### Texte fourni:
##############################

Dylan, à quel point c’est différent pour toi de jouer et composer seul pour tes projets solo plutôt qu’avec un groupe ?

Dylan : Lorsque je suis seul, je pense que c’est un peu plus relâché. Ça n’a pas à être compréhensible pour les autres musiciens, donc je peux me permettre de faire ma vie.

Adrienne : Tu peux avoir des rythmes très étranges, ouais ! [rires] Mais c’est très fluide.

Dylan : J’aime bosser sur mes projets solo, mais je préfère travailler avec un groupe, c’est plus fun de jouer avec d’autres gens.

Est-ce que c’est pour cette raison que tu as collaboré avec d’autres musiciens comme The Bug ou Emma Ruth Rundle, par exemple ?

Dylan : Oui, même pour mes projets solo, il y a souvent d’autres musiciens qui travaillent avec moi. Et quand je travaille avec une personne, c’est parce que j’apprécie ce qu’elle fait, donc elle fait ce qu’elle fait, je fais ce que je fais, et ça fonctionne ! Je ne dirige pas les gens. Emma Ruth Rundle est une musicienne formidable, donc elle est venue, elle a fait son truc, et ça a très bien marché. Je crois que ça s’est passé de la même manière avec Kevin [« The Bug » Martin]. Ce qu’il fait est un peu plu construit, mais en gros, notre manière de travailler, c’était qu’il m’apportait des choses, je jouais dessus, puis il les reprenait et les modifiait en fonction de ce que j’avais fait. Si je travaille avec une personne, c’est parce que j’aime sa manière de jouer. C’est suffisamment compliqué de jouer mes trucs, je ne veux pas avoir à me soucier de ce que font les autres !

Adrienne : Je pense que nous ne rendons pas compte de la chance que nous avons : nous jouons ensemble depuis une vingtaine d’années maintenant, c’est presque une forme de communication sans parole. Nous nous comprenons très bien musicalement, nous n’avons pas besoin de beaucoup nous expliquer. Je me rends compte maintenant d’à quel point c’est unique, parce que lorsque je joue avec quelqu’un d’autre, ça peut être bien ou pas, compliqué ou simple, mais en tout cas, c’est unique, cette compréhension mutuelle, c’est presque de la télépathie. Il m’a fallu du temps pour me rendre compte que c’est quelque chose d’unique, c’est vraiment chouette.

D’ailleurs, après Primitive & Deadly, qui était un disque très ouvert avec des invités au chant etc., Full Upon Her Burning Lips a un côté retour aux sources, comme si vous reveniez à cette formule réduite, juste vous deux. Est-ce que c’était délibéré ?

Dylan : Ça s’est trouvé comme ça, en gros.

Adrienne : Je me souviens que nous avions un peu envie de nous y prendre de manière plus insulaire cette fois-ci, sans musiciens supplémentaires. C’est une décision que nous avons prise délibérément. Les deux seuls êtres humains impliqués, c’est Dylan et moi – plus Mell [Dettmer] qui s’est occupée du mixage, de l’enregistrement et du montage. Il n’y avait que nous trois sur ce projet, ça nous a permis de faire un album très concentré. De ce point de vue, il est unique, je trouve.

##############################

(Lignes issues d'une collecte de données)

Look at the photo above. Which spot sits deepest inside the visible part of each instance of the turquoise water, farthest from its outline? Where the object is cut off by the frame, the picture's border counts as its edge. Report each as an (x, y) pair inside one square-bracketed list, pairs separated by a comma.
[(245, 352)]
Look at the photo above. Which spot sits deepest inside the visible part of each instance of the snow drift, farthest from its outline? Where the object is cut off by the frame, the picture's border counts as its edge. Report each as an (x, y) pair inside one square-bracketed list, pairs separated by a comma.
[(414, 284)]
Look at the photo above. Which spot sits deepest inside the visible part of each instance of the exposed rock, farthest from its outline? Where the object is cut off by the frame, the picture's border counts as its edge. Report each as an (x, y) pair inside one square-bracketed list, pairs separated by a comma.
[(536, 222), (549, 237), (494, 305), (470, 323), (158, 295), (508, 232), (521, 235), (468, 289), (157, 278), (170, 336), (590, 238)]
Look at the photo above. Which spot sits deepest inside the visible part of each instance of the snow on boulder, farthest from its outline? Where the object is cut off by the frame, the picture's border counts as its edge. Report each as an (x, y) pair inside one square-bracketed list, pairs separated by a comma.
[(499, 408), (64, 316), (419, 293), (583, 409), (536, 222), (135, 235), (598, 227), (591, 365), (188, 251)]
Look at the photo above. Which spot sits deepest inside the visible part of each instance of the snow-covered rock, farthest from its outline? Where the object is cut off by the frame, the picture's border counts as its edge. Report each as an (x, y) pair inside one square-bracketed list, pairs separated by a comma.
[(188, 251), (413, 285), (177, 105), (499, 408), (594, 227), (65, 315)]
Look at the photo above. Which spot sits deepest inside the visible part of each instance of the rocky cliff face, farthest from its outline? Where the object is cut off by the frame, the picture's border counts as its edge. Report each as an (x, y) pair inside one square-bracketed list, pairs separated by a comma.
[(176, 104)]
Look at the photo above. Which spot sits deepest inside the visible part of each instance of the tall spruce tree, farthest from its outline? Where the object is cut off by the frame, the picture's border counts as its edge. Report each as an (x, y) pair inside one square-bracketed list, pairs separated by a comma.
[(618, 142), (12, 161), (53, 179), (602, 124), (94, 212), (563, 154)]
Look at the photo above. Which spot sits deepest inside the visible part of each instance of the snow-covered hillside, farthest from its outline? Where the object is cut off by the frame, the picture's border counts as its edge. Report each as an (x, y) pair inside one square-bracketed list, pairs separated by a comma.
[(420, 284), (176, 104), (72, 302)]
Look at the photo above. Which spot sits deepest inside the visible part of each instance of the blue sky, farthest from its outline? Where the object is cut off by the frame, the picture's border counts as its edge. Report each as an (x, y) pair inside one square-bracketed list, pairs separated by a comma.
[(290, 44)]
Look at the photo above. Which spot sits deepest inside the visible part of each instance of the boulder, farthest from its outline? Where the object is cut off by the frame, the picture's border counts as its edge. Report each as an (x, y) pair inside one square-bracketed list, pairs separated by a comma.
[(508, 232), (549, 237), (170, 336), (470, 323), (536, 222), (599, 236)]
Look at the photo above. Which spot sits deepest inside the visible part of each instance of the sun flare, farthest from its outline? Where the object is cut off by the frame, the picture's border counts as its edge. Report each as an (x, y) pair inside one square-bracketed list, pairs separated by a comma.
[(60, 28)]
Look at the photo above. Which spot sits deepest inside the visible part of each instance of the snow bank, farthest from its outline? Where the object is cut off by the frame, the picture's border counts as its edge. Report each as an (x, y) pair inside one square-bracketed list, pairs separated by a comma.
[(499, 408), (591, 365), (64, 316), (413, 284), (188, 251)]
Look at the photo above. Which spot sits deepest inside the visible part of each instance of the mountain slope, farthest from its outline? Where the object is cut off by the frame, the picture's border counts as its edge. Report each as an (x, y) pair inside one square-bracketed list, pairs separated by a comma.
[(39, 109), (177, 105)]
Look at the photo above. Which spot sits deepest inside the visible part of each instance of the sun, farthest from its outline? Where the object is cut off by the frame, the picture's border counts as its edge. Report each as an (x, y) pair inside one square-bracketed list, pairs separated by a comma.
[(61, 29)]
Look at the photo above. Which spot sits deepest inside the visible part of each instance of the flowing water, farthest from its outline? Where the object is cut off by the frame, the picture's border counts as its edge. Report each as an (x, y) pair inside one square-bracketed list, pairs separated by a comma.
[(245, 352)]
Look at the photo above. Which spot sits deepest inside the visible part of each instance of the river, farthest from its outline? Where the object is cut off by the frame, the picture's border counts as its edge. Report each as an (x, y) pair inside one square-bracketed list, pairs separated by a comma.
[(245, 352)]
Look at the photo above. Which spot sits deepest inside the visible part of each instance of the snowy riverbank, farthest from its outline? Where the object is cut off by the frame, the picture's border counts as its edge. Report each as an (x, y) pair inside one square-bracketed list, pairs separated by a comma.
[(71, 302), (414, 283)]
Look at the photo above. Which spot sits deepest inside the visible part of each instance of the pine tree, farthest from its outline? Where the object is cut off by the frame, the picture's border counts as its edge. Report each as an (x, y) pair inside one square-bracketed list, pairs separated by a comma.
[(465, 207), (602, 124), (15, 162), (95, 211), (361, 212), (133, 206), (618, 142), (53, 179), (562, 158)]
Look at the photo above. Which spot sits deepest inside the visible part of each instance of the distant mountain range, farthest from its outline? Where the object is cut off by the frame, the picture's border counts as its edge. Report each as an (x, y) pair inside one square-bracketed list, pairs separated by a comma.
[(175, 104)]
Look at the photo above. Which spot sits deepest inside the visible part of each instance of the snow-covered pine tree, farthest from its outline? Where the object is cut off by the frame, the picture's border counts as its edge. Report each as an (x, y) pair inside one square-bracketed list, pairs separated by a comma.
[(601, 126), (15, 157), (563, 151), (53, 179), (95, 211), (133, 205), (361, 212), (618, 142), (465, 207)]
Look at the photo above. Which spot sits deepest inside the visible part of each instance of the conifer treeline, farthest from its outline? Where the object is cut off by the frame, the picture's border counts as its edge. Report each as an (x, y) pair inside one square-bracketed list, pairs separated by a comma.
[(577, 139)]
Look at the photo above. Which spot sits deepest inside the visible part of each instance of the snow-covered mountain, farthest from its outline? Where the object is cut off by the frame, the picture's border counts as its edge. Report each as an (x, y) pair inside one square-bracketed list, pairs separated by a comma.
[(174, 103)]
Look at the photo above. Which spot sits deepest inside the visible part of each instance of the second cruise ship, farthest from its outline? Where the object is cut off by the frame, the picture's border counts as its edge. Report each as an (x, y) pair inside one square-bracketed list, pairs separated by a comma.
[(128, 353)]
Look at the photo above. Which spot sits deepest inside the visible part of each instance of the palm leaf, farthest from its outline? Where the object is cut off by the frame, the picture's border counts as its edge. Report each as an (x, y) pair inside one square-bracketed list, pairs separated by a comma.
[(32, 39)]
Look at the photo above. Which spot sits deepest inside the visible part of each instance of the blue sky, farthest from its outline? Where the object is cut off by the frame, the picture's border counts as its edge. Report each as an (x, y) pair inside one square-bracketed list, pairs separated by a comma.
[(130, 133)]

##############################

### Consignes:
A) Dans l'entretien, qui s'est occupée du mixage, de l'enregistrement et du montage de Full Upon Her Burning Lips ?
B) Mettez à jour le passage de l'entretien qui commence par « Dylan : Lorsque je » et se poursuit jusqu'à « c’est très fluide. », en y remplaçant « relâché » par « détendu ».

### Corrigés:
A) Mell Dettmer s'en est occupée.

B)
Dylan : Lorsque je suis seul, je pense que c’est un peu plus détendu. Ça n’a pas à être compréhensible pour les autres musiciens, donc je peux me permettre de faire ma vie.

Adrienne : Tu peux avoir des rythmes très étranges, ouais ! [rires] Mais c’est très fluide.